REQUIRED ACTION:
Repeat the entries word for word. Leave nothing out.

DATA PROVIDED:
%%

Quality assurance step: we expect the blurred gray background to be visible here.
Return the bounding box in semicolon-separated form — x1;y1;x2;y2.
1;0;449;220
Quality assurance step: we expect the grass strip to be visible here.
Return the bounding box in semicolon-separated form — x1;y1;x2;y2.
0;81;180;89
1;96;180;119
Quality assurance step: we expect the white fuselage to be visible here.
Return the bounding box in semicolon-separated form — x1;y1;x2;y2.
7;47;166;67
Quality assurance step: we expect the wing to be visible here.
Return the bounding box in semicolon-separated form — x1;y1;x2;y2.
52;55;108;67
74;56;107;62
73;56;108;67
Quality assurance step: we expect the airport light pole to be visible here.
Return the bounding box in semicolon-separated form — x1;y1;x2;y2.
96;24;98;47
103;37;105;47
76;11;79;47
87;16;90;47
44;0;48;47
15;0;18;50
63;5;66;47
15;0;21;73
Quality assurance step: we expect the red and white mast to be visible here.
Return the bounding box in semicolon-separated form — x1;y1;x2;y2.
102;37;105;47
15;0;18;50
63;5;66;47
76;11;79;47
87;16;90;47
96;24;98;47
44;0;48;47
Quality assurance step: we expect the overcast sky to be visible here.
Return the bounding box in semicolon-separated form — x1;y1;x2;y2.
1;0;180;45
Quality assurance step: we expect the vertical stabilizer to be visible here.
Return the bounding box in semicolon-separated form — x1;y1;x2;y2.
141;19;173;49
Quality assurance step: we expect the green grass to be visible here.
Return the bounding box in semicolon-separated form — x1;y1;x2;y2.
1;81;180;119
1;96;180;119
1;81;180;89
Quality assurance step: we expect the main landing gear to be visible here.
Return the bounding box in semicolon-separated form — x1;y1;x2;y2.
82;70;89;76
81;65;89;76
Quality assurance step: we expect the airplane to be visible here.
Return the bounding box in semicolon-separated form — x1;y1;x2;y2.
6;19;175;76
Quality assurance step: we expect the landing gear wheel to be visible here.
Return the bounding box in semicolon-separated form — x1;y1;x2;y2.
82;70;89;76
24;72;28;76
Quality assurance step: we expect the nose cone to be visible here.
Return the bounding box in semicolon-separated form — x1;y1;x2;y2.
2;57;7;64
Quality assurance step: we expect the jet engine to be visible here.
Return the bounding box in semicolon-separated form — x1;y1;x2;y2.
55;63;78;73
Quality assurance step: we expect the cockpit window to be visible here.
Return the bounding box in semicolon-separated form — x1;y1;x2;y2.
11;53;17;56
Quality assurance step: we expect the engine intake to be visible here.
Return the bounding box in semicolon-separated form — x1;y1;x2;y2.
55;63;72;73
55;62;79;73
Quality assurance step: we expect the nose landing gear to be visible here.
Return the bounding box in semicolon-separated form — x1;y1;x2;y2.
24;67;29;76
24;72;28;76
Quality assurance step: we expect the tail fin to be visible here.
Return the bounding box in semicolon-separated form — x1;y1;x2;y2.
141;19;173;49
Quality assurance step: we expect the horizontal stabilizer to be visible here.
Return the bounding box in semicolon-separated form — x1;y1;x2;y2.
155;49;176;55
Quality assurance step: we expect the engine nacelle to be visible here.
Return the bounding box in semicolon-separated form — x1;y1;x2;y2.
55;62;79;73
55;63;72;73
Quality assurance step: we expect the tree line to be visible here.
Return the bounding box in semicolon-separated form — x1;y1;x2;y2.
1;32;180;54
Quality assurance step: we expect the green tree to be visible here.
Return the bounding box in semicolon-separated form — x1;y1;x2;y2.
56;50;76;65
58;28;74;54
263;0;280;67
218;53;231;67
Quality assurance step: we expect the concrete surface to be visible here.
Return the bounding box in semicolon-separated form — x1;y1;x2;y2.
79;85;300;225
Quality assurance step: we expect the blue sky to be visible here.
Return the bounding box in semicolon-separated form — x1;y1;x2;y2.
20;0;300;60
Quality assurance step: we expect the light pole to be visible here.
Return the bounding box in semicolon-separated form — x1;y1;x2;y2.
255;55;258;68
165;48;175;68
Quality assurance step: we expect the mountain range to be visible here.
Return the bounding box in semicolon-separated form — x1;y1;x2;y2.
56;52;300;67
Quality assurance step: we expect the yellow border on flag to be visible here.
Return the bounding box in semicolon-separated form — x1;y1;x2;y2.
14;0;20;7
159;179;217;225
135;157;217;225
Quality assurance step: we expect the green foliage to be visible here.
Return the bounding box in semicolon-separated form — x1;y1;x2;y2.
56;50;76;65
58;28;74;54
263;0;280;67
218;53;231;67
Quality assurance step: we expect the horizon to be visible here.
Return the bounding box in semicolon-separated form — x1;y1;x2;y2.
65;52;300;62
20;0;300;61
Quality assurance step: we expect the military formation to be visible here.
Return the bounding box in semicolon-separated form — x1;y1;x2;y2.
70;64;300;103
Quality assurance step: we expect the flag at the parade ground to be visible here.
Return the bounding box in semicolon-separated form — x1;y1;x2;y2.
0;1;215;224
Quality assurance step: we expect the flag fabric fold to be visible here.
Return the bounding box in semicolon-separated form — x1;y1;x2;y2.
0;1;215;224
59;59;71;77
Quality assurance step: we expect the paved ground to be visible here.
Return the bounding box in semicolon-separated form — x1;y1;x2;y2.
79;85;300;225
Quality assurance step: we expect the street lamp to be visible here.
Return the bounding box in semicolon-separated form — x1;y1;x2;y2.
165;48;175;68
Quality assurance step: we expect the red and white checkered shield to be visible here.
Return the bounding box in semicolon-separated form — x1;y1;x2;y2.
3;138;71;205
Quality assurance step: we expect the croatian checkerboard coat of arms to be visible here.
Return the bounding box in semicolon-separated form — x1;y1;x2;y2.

%%

ANSWER SECTION:
Quality assurance step: we expect the blurred gray background to be visible here.
Return the bounding box in semicolon-separated form — x1;y1;x2;y2.
1;0;449;220
Quality assurance step: we expect the grass strip to be visible here.
Return the bounding box in semicolon-separated form — x1;y1;x2;y2.
0;81;180;89
1;96;180;119
Quality assurance step: we expect the white fuselage to be visible here.
Return the bounding box in semicolon-separated form — x1;y1;x2;y2.
7;47;166;67
Quality assurance step: we expect the wing to be visible here.
Return the bounding box in semicolon-separated form — x1;y1;x2;y2.
52;55;108;67
74;56;107;62
73;56;108;67
Quality assurance step: we expect the airport light pole to be visible here.
Return the bounding box in semicolon-separated form — x1;y1;x2;y2.
96;24;98;47
103;37;105;47
76;11;79;47
87;16;90;47
44;0;48;47
15;0;18;50
63;5;66;47
15;0;21;73
Quality assurance step: we expect the red and white mast to be visible here.
Return the bounding box in semicolon-separated form — x1;y1;x2;y2.
102;37;105;47
15;0;18;50
63;5;66;47
76;11;79;47
87;16;90;47
96;24;98;47
44;0;48;47
Quality assurance step: we expect the overcast sky to be visible here.
Return the bounding box in semicolon-separated form — x1;y1;x2;y2.
1;0;180;45
Quality assurance step: we expect the vertical stabilizer to be visible here.
Return the bounding box in semicolon-separated form — x1;y1;x2;y2.
141;19;173;49
Quality assurance step: we expect the green grass to be visible here.
Return the bounding box in semicolon-separated form — x1;y1;x2;y2.
1;81;180;119
1;96;180;119
1;81;180;89
Quality assurance step: we expect the main landing gear to be visible here.
Return the bounding box in semicolon-separated form — x1;y1;x2;y2.
82;70;89;76
81;65;89;76
Quality assurance step: we expect the airplane to be visible here.
Return the bounding box in semicolon-separated form — x1;y1;x2;y2.
6;19;175;76
Quality assurance step: we expect the landing gear wheel to be visible here.
Return the bounding box in semicolon-separated form — x1;y1;x2;y2.
82;70;89;76
24;72;28;76
Quality assurance step: we expect the nose cone to be visible here.
Return the bounding box in semicolon-separated form — x1;y1;x2;y2.
2;57;7;64
Quality assurance step: we expect the jet engine to be visible here.
Return the bounding box in semicolon-separated form — x1;y1;x2;y2.
55;63;78;73
Quality assurance step: we expect the cockpit window to be visible here.
Return the bounding box in semicolon-separated form — x1;y1;x2;y2.
11;53;17;56
Quality assurance step: we expect the engine intake to be visible here.
Return the bounding box in semicolon-separated form — x1;y1;x2;y2.
55;63;72;73
55;62;79;73
Quality assurance step: we expect the nose landing gear to be visible here.
Return the bounding box in semicolon-separated form — x1;y1;x2;y2.
24;67;29;76
24;72;28;76
Quality assurance step: we expect the tail fin to be visible here.
Return the bounding box in semicolon-separated form — x1;y1;x2;y2.
141;19;173;49
Quality assurance step: we expect the horizontal stabilizer to be visible here.
Return the bounding box in semicolon-separated form — x1;y1;x2;y2.
155;49;176;55
Quality assurance step: we expect the engine nacelle to be visible here.
Return the bounding box in semicolon-separated form — x1;y1;x2;y2.
55;62;79;73
55;63;72;73
Quality assurance step: we expect the tree line to be visible here.
Return the bounding box in semicolon-separated form — x1;y1;x2;y2.
1;32;180;54
Quality assurance step: we expect the green tree to be visible here.
Return the bounding box in semicolon-separated form — x1;y1;x2;y2.
56;50;76;65
58;28;74;54
263;0;280;67
218;53;231;67
Quality assurance step: we expect the concrete surface to be visible here.
Return the bounding box in semicolon-separated form — x1;y1;x2;y2.
79;85;300;225
Quality assurance step: we expect the blue sky to be visible here.
Return the bounding box in semicolon-separated form — x1;y1;x2;y2.
20;0;300;60
Quality assurance step: we expect the light pole to be visible here.
Return the bounding box in semicolon-separated form — x1;y1;x2;y2.
255;55;258;68
165;48;175;68
Quality assurance step: we expect the mountain range to be visible here.
Return the bounding box in semicolon-separated form — x1;y1;x2;y2.
56;52;300;67
Quality assurance step: we expect the yellow border on flag to be visible here.
Return the bounding box in semicolon-separated form — x1;y1;x2;y2.
14;0;20;7
159;179;217;225
135;157;217;225
Quality assurance step: we expect the green foliage to be visible here.
Return the bounding box in semicolon-separated form — x1;y1;x2;y2.
56;50;76;65
58;28;74;54
263;0;280;67
218;53;231;67
Quality assurance step: we expect the horizon to be visible here.
Return the bounding box in semicolon-separated form — x1;y1;x2;y2.
65;52;300;62
20;0;300;61
Quality assurance step: we expect the military formation to be visible here.
Return the bounding box in semicolon-separated form — x1;y1;x2;y2.
70;64;300;103
Quality assurance step: we expect the flag at the parade ground to be visible here.
Return the bounding box in semicolon-separated form — x1;y1;x2;y2.
0;1;215;224
Quality assurance step: we expect the flag fabric fold to be visible here.
Return the bounding box in semicolon-separated form — x1;y1;x2;y2.
0;1;215;224
59;59;71;77
Quality assurance step: we expect the paved ground to be visible here.
Return the bounding box in semicolon-separated form — x1;y1;x2;y2.
79;85;300;225
Quality assurance step: we expect the street lamp to be visible here.
Return the bounding box in semicolon-separated form — x1;y1;x2;y2.
165;48;175;68
Quality assurance step: we expect the red and white checkered shield to be visible here.
Return the bounding box in semicolon-separated form — x1;y1;x2;y2.
3;138;71;205
Quality assurance step: we expect the croatian checkerboard coat of arms to be visible here.
Return the bounding box in semicolon-separated form — x1;y1;x2;y2.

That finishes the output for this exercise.